(Set problem) Rewrite the lines from the first one through the one containing "298 91 L 200", changing "whole pixels" to "integer pixels" and leaving everything else the same. Leave the pictures out.

(Provided records)

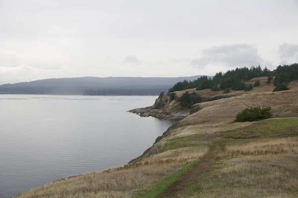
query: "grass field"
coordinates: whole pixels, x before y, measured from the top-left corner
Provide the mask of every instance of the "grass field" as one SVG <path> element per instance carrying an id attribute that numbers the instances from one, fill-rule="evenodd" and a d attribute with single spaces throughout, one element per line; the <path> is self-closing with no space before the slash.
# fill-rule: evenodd
<path id="1" fill-rule="evenodd" d="M 298 91 L 200 104 L 134 163 L 70 177 L 23 198 L 298 197 Z M 233 123 L 247 106 L 273 119 Z"/>

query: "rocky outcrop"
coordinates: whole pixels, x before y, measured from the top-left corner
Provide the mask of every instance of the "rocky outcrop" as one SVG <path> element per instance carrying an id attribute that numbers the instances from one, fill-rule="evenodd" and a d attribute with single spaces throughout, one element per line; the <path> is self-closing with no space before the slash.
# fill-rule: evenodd
<path id="1" fill-rule="evenodd" d="M 152 116 L 157 119 L 169 120 L 180 120 L 189 115 L 188 112 L 170 112 L 165 109 L 154 108 L 153 106 L 135 108 L 128 111 L 142 117 Z"/>

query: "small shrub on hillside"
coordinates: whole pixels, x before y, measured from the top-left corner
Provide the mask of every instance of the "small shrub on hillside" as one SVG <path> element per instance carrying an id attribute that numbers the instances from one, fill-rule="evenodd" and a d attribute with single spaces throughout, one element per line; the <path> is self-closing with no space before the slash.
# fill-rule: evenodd
<path id="1" fill-rule="evenodd" d="M 160 94 L 159 94 L 159 96 L 158 96 L 158 99 L 162 99 L 162 97 L 163 97 L 163 96 L 164 96 L 164 92 L 160 92 Z"/>
<path id="2" fill-rule="evenodd" d="M 182 95 L 180 99 L 180 105 L 183 107 L 189 108 L 192 105 L 201 102 L 201 97 L 195 92 L 189 94 L 188 92 Z"/>
<path id="3" fill-rule="evenodd" d="M 215 85 L 212 89 L 211 91 L 213 91 L 214 92 L 217 92 L 218 91 L 220 91 L 220 88 L 217 85 Z"/>
<path id="4" fill-rule="evenodd" d="M 175 93 L 171 93 L 171 94 L 170 94 L 170 102 L 171 102 L 172 101 L 174 100 L 174 99 L 175 99 L 175 96 L 176 96 L 176 94 Z"/>
<path id="5" fill-rule="evenodd" d="M 226 88 L 223 94 L 227 94 L 229 93 L 231 93 L 231 91 L 228 89 L 228 88 Z"/>
<path id="6" fill-rule="evenodd" d="M 286 84 L 282 83 L 279 84 L 276 86 L 275 86 L 275 88 L 273 90 L 274 92 L 279 92 L 281 91 L 285 91 L 289 90 L 290 89 L 288 87 L 288 85 Z"/>
<path id="7" fill-rule="evenodd" d="M 233 122 L 253 121 L 271 118 L 272 117 L 271 111 L 270 106 L 247 107 L 237 114 Z"/>
<path id="8" fill-rule="evenodd" d="M 267 81 L 266 82 L 266 83 L 267 84 L 271 84 L 272 80 L 273 80 L 273 77 L 272 76 L 268 76 L 268 78 L 267 79 Z"/>
<path id="9" fill-rule="evenodd" d="M 249 92 L 250 91 L 251 91 L 251 90 L 252 89 L 252 88 L 253 88 L 252 85 L 252 84 L 250 84 L 249 85 L 248 85 L 248 87 L 247 87 L 244 90 L 244 91 L 245 91 L 245 92 Z"/>
<path id="10" fill-rule="evenodd" d="M 261 81 L 260 81 L 259 80 L 256 81 L 256 82 L 255 82 L 255 83 L 253 84 L 253 86 L 254 87 L 259 87 L 260 86 L 260 85 L 261 85 Z"/>
<path id="11" fill-rule="evenodd" d="M 235 80 L 233 86 L 232 87 L 232 90 L 245 90 L 246 87 L 245 82 L 243 80 Z"/>

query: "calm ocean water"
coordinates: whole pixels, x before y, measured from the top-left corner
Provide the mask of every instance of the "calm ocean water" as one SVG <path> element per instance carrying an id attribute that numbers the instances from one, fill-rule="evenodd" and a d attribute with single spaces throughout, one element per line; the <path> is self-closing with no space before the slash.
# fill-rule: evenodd
<path id="1" fill-rule="evenodd" d="M 0 95 L 0 198 L 142 154 L 173 122 L 126 111 L 156 98 Z"/>

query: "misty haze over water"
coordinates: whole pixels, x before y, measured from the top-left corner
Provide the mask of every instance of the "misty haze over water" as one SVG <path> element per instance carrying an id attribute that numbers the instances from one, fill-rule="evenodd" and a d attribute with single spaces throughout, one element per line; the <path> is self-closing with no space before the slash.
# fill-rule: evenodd
<path id="1" fill-rule="evenodd" d="M 0 198 L 142 154 L 173 122 L 126 111 L 155 99 L 0 95 Z"/>

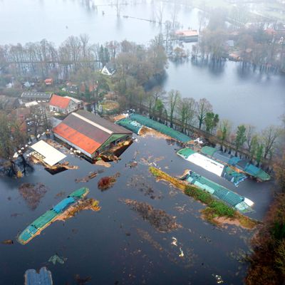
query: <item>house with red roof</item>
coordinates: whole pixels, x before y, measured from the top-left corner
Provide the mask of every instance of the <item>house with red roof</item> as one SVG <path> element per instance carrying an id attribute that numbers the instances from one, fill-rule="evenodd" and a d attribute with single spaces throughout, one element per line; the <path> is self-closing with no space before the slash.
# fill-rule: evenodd
<path id="1" fill-rule="evenodd" d="M 69 114 L 53 132 L 56 138 L 91 159 L 118 142 L 130 139 L 133 134 L 84 110 Z"/>
<path id="2" fill-rule="evenodd" d="M 49 101 L 49 110 L 51 112 L 69 114 L 83 107 L 83 101 L 69 96 L 58 96 L 53 94 Z"/>
<path id="3" fill-rule="evenodd" d="M 48 85 L 53 85 L 53 78 L 46 78 L 45 80 L 45 83 L 46 85 L 48 86 Z"/>

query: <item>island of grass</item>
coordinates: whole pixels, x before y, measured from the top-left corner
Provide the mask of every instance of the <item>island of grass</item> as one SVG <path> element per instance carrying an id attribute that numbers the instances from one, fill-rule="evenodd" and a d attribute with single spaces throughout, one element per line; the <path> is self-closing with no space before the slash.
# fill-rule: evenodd
<path id="1" fill-rule="evenodd" d="M 202 217 L 211 223 L 217 225 L 223 224 L 235 224 L 246 229 L 254 228 L 258 222 L 244 216 L 226 203 L 216 200 L 209 193 L 195 185 L 173 177 L 157 168 L 150 167 L 150 172 L 159 180 L 164 180 L 171 183 L 185 194 L 193 197 L 207 205 L 202 210 Z"/>
<path id="2" fill-rule="evenodd" d="M 18 237 L 18 242 L 26 244 L 56 220 L 65 221 L 83 209 L 100 210 L 98 201 L 86 199 L 89 190 L 86 187 L 71 193 L 66 198 L 29 224 Z"/>

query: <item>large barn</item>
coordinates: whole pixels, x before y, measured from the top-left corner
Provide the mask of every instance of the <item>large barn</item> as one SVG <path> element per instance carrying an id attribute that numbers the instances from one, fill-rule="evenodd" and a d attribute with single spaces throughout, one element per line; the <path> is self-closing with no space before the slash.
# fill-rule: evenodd
<path id="1" fill-rule="evenodd" d="M 53 131 L 56 138 L 91 159 L 133 134 L 84 110 L 69 114 Z"/>

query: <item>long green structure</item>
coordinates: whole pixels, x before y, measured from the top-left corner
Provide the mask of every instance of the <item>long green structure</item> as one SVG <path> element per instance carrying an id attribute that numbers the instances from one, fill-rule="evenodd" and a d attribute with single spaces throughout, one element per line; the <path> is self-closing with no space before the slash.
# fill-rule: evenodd
<path id="1" fill-rule="evenodd" d="M 124 118 L 123 119 L 117 120 L 115 123 L 137 135 L 140 134 L 140 129 L 142 128 L 142 125 L 140 124 L 140 123 L 128 118 Z"/>
<path id="2" fill-rule="evenodd" d="M 83 187 L 71 193 L 66 198 L 30 224 L 19 236 L 18 242 L 21 244 L 27 244 L 43 229 L 48 227 L 58 216 L 86 196 L 88 192 L 88 188 Z"/>
<path id="3" fill-rule="evenodd" d="M 190 171 L 182 179 L 196 185 L 197 187 L 212 195 L 216 198 L 224 201 L 229 206 L 236 208 L 240 212 L 250 212 L 252 210 L 251 207 L 254 204 L 254 202 L 249 199 L 241 196 L 192 171 Z"/>
<path id="4" fill-rule="evenodd" d="M 271 179 L 270 175 L 261 168 L 256 167 L 246 160 L 241 160 L 239 157 L 228 156 L 216 148 L 205 146 L 202 147 L 201 153 L 222 161 L 230 167 L 234 167 L 258 180 L 269 181 Z"/>
<path id="5" fill-rule="evenodd" d="M 187 135 L 147 117 L 145 117 L 138 114 L 131 114 L 130 115 L 129 118 L 132 120 L 139 123 L 140 125 L 157 130 L 158 132 L 168 135 L 180 142 L 188 142 L 190 140 L 191 140 L 191 138 Z"/>
<path id="6" fill-rule="evenodd" d="M 204 153 L 203 152 L 201 152 Z M 240 182 L 247 179 L 247 176 L 243 173 L 234 171 L 229 166 L 227 166 L 225 163 L 221 163 L 217 161 L 214 157 L 211 159 L 209 157 L 209 155 L 204 155 L 196 152 L 191 148 L 182 148 L 177 151 L 177 154 L 185 160 L 188 160 L 190 162 L 209 171 L 210 172 L 214 173 L 216 175 L 224 177 L 227 180 L 234 183 L 237 187 Z"/>

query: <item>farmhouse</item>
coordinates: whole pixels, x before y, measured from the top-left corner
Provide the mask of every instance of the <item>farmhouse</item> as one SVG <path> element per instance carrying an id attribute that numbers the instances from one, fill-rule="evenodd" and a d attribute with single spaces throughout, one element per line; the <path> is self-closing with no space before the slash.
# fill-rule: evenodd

(The output)
query: "grass field"
coordinates: integer pixels, x before y, measured from the top-left corner
Provide the mask of every instance of the "grass field" as one SVG <path> element per instance carrying an id attribute that numbers the instances from one, fill-rule="evenodd" and a d attribute with single spaces throughout, one element per line; the <path> is self-closing with no space before the slash.
# fill-rule: evenodd
<path id="1" fill-rule="evenodd" d="M 298 91 L 200 104 L 134 163 L 70 177 L 23 198 L 298 197 Z M 233 123 L 247 106 L 273 119 Z"/>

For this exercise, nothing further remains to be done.